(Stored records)
BEGIN
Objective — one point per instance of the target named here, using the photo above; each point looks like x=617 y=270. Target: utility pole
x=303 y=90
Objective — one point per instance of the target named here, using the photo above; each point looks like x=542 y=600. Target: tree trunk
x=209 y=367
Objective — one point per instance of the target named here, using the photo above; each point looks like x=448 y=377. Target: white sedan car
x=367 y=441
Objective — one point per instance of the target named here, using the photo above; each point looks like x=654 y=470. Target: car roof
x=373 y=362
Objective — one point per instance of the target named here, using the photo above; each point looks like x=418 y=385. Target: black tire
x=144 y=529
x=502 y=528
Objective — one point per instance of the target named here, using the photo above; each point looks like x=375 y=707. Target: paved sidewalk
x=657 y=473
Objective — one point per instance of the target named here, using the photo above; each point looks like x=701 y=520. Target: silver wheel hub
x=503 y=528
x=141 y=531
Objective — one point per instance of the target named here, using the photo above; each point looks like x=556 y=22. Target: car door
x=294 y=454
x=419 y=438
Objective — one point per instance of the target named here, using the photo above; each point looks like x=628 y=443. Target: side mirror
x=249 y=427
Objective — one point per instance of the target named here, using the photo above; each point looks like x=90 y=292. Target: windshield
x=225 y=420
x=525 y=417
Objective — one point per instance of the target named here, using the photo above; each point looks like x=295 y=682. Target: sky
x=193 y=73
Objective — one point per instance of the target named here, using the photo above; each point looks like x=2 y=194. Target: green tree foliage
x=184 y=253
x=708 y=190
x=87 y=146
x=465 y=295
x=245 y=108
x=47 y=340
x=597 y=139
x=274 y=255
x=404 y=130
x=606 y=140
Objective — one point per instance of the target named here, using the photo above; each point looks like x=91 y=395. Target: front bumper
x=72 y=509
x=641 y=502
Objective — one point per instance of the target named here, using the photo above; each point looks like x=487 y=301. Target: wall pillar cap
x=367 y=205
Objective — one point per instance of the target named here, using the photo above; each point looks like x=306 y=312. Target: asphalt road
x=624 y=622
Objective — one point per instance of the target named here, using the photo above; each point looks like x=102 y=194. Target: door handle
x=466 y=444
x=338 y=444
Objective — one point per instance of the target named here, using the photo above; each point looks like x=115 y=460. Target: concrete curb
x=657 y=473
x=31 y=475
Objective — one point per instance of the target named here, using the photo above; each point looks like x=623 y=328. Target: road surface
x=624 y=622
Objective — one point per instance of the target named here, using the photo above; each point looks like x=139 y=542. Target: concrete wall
END
> _WHAT THE EXERCISE ASKS_:
Give back only the lines from the one containing "Target: concrete curb" through the final line of the entries above, exactly as written, both included.

> _OUTPUT OF THE EXERCISE_:
Objective — one point per instance of the target named here, using the photo above; each point looks like x=115 y=460. Target: concrete curb
x=657 y=473
x=31 y=475
Objective — one point per instance of the target named here, using the photo above; each point looks like x=623 y=328. Target: road surface
x=624 y=622
Objective — one point per instance of the target named here, using the photo above; each point looks like x=139 y=542. Target: concrete wall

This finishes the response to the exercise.